## Task details
Gather every line below that contains the word "ceiling", and copy each one in full.

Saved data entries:
▶

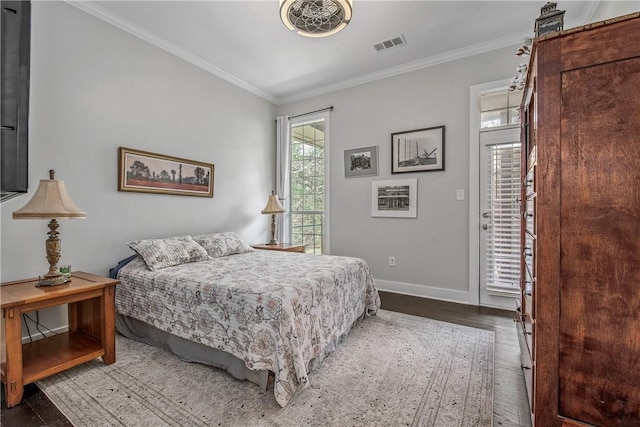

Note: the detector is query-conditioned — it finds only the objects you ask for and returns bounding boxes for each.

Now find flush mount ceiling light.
[280,0,353,37]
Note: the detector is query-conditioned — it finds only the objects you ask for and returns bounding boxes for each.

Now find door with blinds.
[479,128,520,309]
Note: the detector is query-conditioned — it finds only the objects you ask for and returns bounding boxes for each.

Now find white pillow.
[127,236,208,271]
[193,231,254,258]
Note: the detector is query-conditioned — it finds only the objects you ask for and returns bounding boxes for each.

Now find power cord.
[22,310,58,342]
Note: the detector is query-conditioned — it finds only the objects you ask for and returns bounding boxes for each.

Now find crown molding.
[65,0,277,104]
[276,32,533,105]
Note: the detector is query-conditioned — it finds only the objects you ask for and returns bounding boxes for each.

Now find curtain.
[276,116,291,243]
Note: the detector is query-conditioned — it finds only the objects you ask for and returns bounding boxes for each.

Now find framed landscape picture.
[371,178,418,218]
[391,126,444,173]
[118,147,214,197]
[344,146,378,177]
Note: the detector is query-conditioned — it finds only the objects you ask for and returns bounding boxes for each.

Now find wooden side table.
[251,243,306,253]
[0,272,120,407]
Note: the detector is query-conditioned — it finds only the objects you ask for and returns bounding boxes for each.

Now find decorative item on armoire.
[535,2,564,37]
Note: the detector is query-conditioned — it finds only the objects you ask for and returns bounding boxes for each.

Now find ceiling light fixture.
[280,0,353,37]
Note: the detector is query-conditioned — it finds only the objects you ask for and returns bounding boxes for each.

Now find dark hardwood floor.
[0,291,531,427]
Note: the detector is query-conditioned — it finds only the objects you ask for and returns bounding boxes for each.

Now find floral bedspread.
[116,250,380,406]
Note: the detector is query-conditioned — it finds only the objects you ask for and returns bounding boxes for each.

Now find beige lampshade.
[262,194,285,214]
[13,170,87,219]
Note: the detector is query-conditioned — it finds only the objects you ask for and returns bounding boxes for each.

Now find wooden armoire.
[519,13,640,427]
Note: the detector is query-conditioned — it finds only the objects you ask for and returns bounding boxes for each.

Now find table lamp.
[262,191,285,245]
[13,169,87,286]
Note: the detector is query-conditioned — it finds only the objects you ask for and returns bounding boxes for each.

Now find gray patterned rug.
[38,310,494,427]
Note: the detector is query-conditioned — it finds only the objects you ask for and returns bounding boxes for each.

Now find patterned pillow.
[193,231,254,258]
[128,236,208,271]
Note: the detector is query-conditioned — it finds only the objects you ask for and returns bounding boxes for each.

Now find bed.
[111,233,380,406]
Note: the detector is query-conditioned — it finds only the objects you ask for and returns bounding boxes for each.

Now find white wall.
[278,46,522,303]
[591,0,640,22]
[1,2,275,334]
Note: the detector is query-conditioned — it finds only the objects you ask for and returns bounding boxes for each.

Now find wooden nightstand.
[0,272,120,407]
[251,243,306,253]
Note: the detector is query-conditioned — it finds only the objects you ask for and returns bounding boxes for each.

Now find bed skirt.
[116,313,269,390]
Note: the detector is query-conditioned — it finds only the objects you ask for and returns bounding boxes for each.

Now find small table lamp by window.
[262,191,285,245]
[13,169,87,286]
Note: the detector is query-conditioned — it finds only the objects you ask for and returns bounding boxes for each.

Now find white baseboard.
[22,323,69,344]
[376,279,469,304]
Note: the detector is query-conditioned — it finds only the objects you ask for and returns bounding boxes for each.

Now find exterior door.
[479,127,520,310]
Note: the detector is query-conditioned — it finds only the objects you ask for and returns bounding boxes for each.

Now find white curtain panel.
[276,116,291,243]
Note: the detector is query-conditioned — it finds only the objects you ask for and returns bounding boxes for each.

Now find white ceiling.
[69,0,599,104]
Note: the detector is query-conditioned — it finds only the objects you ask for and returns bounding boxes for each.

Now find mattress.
[116,251,380,406]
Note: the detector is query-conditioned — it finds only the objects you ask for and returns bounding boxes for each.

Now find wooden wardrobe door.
[558,58,640,426]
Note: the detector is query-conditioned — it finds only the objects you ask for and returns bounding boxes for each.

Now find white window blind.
[486,143,520,294]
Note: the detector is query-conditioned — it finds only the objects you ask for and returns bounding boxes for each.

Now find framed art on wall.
[391,126,444,173]
[344,146,378,177]
[371,178,418,218]
[118,147,215,197]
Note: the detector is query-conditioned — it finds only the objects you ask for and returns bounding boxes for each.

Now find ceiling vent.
[373,34,407,52]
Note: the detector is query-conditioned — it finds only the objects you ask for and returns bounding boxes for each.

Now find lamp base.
[36,274,71,287]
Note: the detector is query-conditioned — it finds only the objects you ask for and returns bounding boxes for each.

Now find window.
[289,117,328,254]
[480,89,522,129]
[480,89,522,295]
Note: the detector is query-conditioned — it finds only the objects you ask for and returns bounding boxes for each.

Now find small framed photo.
[344,146,378,178]
[371,178,418,218]
[391,126,444,173]
[118,147,214,197]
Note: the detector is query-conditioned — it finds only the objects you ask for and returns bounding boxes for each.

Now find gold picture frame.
[118,147,215,197]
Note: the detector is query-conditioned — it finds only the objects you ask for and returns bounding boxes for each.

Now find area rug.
[38,310,494,427]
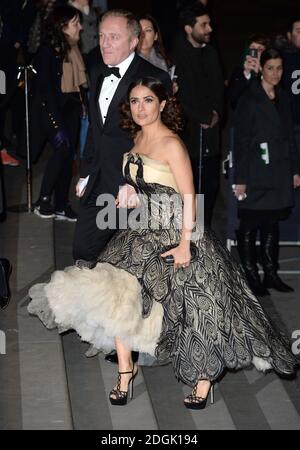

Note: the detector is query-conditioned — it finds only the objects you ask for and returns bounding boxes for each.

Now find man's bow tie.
[103,66,121,78]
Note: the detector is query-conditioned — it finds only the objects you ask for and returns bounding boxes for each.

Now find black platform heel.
[184,383,215,409]
[109,367,138,406]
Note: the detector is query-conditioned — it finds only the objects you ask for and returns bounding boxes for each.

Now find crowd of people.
[0,0,300,409]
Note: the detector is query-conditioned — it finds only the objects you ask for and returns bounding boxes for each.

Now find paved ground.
[0,153,300,430]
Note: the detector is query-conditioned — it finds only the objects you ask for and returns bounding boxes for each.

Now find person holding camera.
[234,49,300,296]
[227,34,269,110]
[28,77,299,410]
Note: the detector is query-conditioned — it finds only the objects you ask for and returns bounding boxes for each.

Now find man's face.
[99,16,138,66]
[185,15,212,47]
[288,21,300,50]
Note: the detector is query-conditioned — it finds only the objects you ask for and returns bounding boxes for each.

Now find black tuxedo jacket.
[80,55,172,202]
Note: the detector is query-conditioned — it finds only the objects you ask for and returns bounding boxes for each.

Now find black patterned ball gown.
[28,153,299,386]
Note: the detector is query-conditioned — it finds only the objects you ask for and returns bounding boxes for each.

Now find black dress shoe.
[0,258,12,309]
[264,272,294,293]
[105,350,139,364]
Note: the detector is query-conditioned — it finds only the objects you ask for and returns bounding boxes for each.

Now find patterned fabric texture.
[27,153,299,386]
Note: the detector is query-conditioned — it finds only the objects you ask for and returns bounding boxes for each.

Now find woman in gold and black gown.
[28,79,299,409]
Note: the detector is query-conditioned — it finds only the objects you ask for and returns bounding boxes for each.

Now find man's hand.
[76,176,89,198]
[116,184,140,209]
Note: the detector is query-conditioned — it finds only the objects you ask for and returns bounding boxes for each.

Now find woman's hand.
[232,184,247,201]
[294,174,300,189]
[160,245,191,269]
[116,184,140,209]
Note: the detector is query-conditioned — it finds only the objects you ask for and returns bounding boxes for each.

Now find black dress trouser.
[40,94,81,211]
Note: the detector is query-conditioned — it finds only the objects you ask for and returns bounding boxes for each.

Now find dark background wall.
[109,0,300,72]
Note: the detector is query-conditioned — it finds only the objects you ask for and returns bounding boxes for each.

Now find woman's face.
[139,19,157,50]
[249,42,266,61]
[129,86,166,127]
[62,16,82,42]
[262,58,283,86]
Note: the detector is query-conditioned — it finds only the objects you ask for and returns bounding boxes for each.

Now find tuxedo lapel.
[105,55,139,125]
[94,72,104,127]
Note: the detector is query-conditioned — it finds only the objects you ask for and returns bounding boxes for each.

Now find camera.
[248,48,258,58]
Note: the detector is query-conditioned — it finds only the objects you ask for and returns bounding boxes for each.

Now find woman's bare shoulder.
[162,134,188,161]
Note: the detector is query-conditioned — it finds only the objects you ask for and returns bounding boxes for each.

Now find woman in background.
[30,5,86,221]
[234,49,300,296]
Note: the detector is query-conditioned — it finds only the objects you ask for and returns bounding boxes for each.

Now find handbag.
[0,258,12,309]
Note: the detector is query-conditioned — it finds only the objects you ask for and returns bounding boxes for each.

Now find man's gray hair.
[101,9,142,39]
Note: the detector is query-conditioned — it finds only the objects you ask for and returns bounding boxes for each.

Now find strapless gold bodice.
[123,152,179,192]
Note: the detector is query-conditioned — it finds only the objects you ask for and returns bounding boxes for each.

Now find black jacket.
[80,55,172,201]
[172,37,224,158]
[227,66,257,110]
[234,82,300,210]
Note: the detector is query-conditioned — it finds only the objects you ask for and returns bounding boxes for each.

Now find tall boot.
[260,223,294,292]
[236,229,270,297]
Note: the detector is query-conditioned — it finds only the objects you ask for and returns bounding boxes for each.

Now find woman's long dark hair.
[138,14,172,67]
[121,77,183,138]
[43,5,82,59]
[260,48,282,67]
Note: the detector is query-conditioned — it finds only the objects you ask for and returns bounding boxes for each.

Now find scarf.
[61,44,87,93]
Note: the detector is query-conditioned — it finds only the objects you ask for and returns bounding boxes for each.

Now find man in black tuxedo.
[73,10,172,268]
[73,10,172,362]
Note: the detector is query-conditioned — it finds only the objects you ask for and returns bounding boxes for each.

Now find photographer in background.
[227,34,270,109]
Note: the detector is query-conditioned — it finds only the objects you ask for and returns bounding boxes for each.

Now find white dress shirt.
[98,53,134,123]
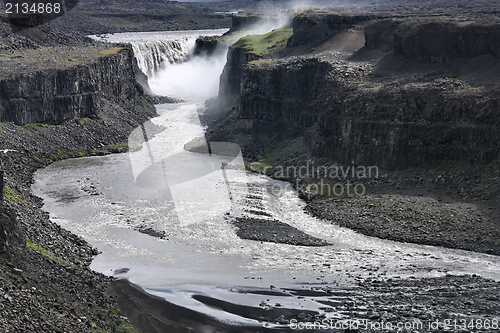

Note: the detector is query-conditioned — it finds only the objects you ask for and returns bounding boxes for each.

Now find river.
[33,31,500,326]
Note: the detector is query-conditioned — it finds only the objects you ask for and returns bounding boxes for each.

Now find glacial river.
[33,31,500,325]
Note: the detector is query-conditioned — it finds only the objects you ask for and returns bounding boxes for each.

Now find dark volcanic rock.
[394,18,500,62]
[0,207,24,253]
[288,14,370,47]
[233,217,330,246]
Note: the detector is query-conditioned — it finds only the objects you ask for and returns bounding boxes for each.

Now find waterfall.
[132,38,194,77]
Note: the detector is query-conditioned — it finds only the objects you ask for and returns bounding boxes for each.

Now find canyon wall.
[0,49,136,125]
[215,15,500,170]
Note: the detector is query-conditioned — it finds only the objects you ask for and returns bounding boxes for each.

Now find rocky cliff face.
[0,49,136,125]
[212,14,500,170]
[288,14,370,47]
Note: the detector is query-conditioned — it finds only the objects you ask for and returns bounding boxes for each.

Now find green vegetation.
[97,47,129,57]
[246,137,303,176]
[33,150,88,164]
[5,185,24,202]
[232,26,293,57]
[26,238,69,266]
[23,123,50,130]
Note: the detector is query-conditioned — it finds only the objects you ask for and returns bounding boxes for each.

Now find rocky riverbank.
[0,9,161,333]
[0,89,155,332]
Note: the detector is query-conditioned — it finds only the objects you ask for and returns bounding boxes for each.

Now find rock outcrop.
[212,14,500,170]
[0,49,136,125]
[394,19,500,62]
[288,14,371,47]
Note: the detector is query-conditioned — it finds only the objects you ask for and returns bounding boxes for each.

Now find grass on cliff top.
[233,25,293,57]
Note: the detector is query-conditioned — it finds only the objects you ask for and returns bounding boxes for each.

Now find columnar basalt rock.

◀

## Finished task
Now find flush mount ceiling light.
Now find ceiling light fixture.
Now find white ceiling.
Now find ceiling vent.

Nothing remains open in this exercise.